■ **Entries**:
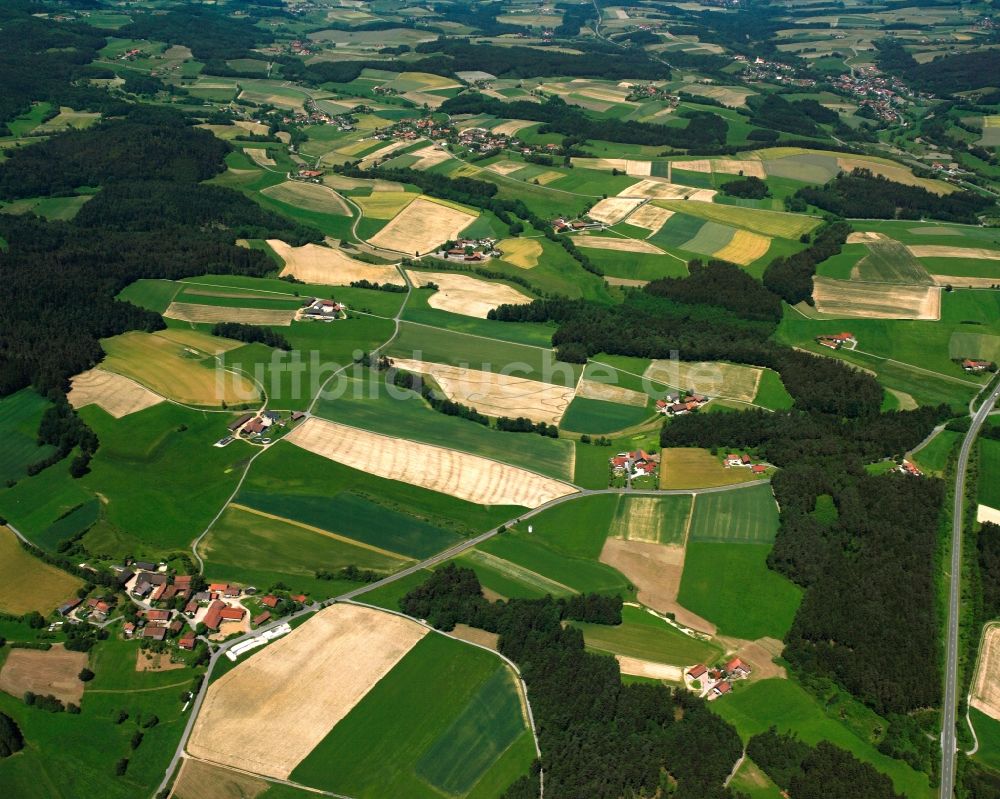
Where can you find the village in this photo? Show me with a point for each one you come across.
(170, 613)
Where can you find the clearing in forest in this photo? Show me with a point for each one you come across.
(469, 477)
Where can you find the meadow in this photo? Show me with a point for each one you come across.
(20, 414)
(251, 549)
(462, 732)
(730, 585)
(303, 475)
(600, 418)
(755, 706)
(27, 583)
(748, 515)
(645, 636)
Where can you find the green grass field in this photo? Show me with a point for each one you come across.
(771, 392)
(446, 719)
(356, 516)
(989, 471)
(20, 414)
(730, 585)
(27, 583)
(363, 404)
(308, 480)
(753, 707)
(598, 417)
(643, 635)
(246, 548)
(749, 515)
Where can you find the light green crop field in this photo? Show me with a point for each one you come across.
(20, 414)
(771, 392)
(474, 352)
(754, 707)
(251, 549)
(389, 513)
(645, 636)
(447, 718)
(749, 515)
(731, 586)
(67, 756)
(989, 471)
(769, 223)
(27, 583)
(363, 404)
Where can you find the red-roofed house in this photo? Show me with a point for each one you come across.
(232, 614)
(214, 616)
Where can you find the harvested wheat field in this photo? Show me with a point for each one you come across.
(467, 477)
(591, 389)
(865, 237)
(308, 197)
(639, 169)
(613, 210)
(116, 394)
(659, 189)
(467, 295)
(725, 166)
(876, 301)
(260, 156)
(984, 513)
(272, 710)
(329, 266)
(256, 128)
(744, 248)
(940, 251)
(651, 217)
(198, 780)
(496, 394)
(638, 667)
(174, 370)
(429, 156)
(986, 683)
(44, 672)
(655, 570)
(422, 226)
(617, 244)
(195, 312)
(714, 378)
(520, 252)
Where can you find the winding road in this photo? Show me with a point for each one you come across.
(949, 743)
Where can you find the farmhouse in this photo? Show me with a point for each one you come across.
(836, 340)
(323, 310)
(978, 367)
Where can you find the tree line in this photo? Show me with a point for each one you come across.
(598, 738)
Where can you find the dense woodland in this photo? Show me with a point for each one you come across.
(717, 313)
(152, 220)
(823, 771)
(703, 132)
(599, 738)
(863, 195)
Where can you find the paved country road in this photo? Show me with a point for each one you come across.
(949, 744)
(424, 564)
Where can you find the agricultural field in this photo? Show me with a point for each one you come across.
(462, 733)
(27, 583)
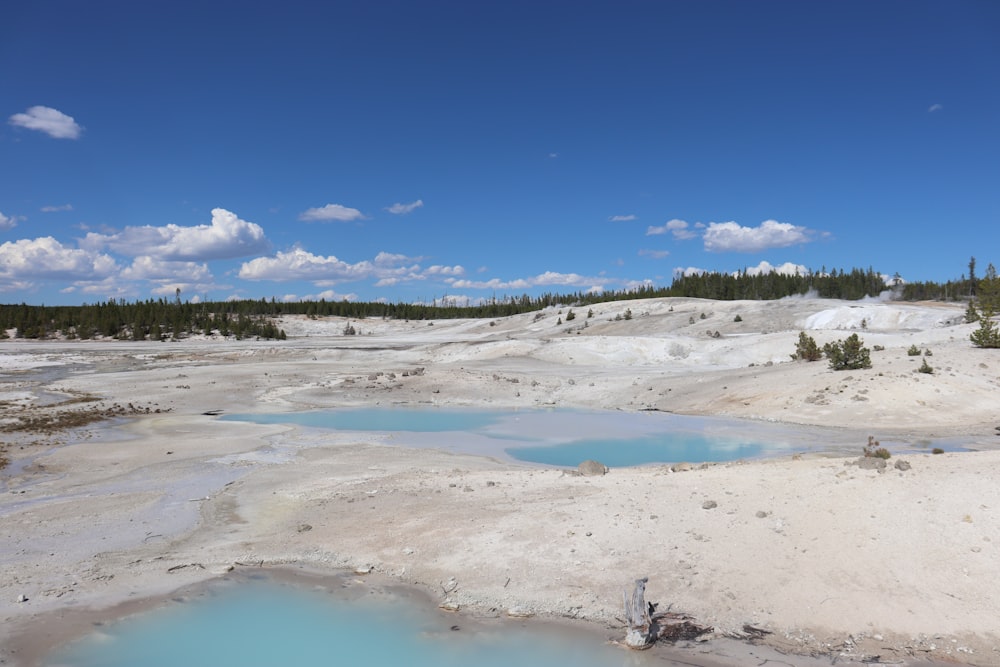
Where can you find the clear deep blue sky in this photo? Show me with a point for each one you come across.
(410, 151)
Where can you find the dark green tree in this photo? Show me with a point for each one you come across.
(848, 354)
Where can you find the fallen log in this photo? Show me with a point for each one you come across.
(646, 625)
(641, 633)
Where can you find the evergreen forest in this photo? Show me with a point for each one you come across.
(166, 319)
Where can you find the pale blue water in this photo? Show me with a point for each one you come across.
(266, 624)
(560, 437)
(660, 448)
(566, 437)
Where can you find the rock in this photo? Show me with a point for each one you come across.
(871, 463)
(591, 468)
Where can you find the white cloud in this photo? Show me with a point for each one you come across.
(679, 228)
(45, 258)
(334, 212)
(8, 222)
(688, 271)
(547, 278)
(151, 268)
(403, 209)
(51, 121)
(787, 269)
(226, 237)
(298, 264)
(438, 270)
(655, 254)
(731, 237)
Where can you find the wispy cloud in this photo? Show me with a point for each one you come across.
(300, 264)
(655, 254)
(227, 237)
(403, 209)
(787, 269)
(331, 212)
(732, 237)
(542, 279)
(8, 221)
(680, 230)
(51, 121)
(45, 258)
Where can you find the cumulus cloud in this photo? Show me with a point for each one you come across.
(153, 269)
(299, 264)
(680, 230)
(787, 269)
(45, 258)
(403, 209)
(655, 254)
(51, 121)
(731, 237)
(331, 212)
(226, 237)
(8, 222)
(688, 271)
(542, 279)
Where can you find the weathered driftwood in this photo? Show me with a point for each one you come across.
(641, 632)
(646, 625)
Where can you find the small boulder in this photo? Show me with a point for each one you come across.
(871, 463)
(591, 468)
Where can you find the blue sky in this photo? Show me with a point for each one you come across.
(410, 151)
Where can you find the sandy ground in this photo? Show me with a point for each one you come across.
(833, 560)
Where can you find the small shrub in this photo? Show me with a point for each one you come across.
(848, 354)
(807, 348)
(875, 450)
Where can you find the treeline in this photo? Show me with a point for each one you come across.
(172, 319)
(140, 320)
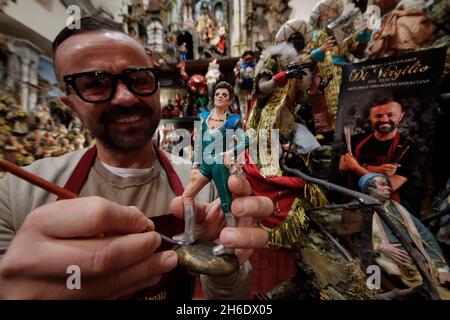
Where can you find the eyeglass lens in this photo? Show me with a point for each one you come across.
(97, 87)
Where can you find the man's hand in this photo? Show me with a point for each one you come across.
(349, 162)
(328, 44)
(295, 71)
(388, 169)
(247, 209)
(444, 277)
(394, 252)
(113, 245)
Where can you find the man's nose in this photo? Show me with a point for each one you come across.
(123, 96)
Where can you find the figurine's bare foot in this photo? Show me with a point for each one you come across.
(220, 249)
(185, 238)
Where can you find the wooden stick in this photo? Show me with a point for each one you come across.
(38, 181)
(348, 140)
(403, 153)
(53, 188)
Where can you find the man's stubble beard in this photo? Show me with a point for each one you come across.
(120, 140)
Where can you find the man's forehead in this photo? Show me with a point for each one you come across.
(96, 42)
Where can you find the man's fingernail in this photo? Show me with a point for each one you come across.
(228, 238)
(239, 207)
(150, 225)
(170, 260)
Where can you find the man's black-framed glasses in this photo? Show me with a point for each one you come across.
(99, 86)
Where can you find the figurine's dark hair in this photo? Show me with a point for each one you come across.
(87, 24)
(225, 85)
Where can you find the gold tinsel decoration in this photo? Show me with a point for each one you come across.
(287, 235)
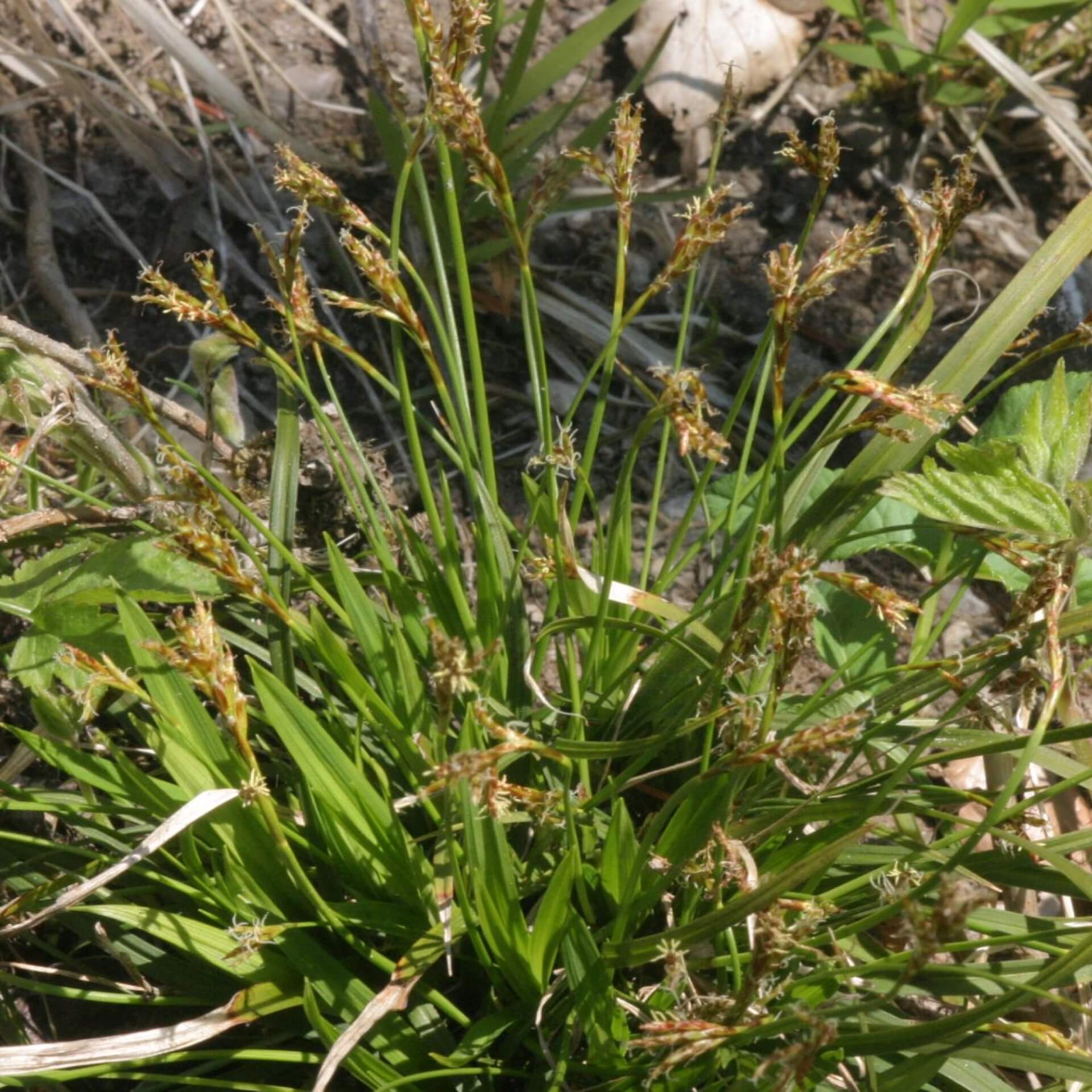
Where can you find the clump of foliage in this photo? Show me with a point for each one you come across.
(613, 849)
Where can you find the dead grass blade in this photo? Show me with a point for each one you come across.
(186, 816)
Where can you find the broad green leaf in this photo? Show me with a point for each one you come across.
(963, 18)
(552, 920)
(849, 634)
(387, 655)
(621, 853)
(336, 656)
(569, 53)
(500, 110)
(358, 825)
(828, 520)
(496, 899)
(90, 570)
(191, 745)
(483, 1033)
(593, 996)
(59, 623)
(880, 58)
(818, 852)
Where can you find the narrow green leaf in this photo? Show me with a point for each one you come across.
(496, 899)
(827, 521)
(359, 826)
(569, 53)
(619, 853)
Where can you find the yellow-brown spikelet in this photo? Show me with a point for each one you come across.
(314, 187)
(116, 376)
(102, 674)
(820, 161)
(706, 226)
(889, 604)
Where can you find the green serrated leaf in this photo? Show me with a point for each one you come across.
(1007, 498)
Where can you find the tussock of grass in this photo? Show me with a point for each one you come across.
(611, 849)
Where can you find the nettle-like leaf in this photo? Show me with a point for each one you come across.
(990, 489)
(1054, 429)
(1019, 474)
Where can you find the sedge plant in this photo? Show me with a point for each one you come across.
(353, 816)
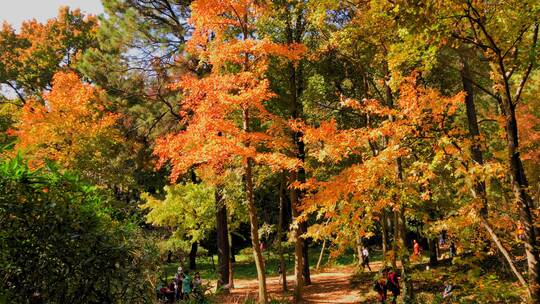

■ **Task brief**:
Pull out every line in the records above that contains the word "small", matching case exactly.

■ **Worked answer**:
Where can you find the small boulder in this photo? Show me with a point for each one you come across.
Where can you find the small shrub in this photo? Show me with a point for each one you come across.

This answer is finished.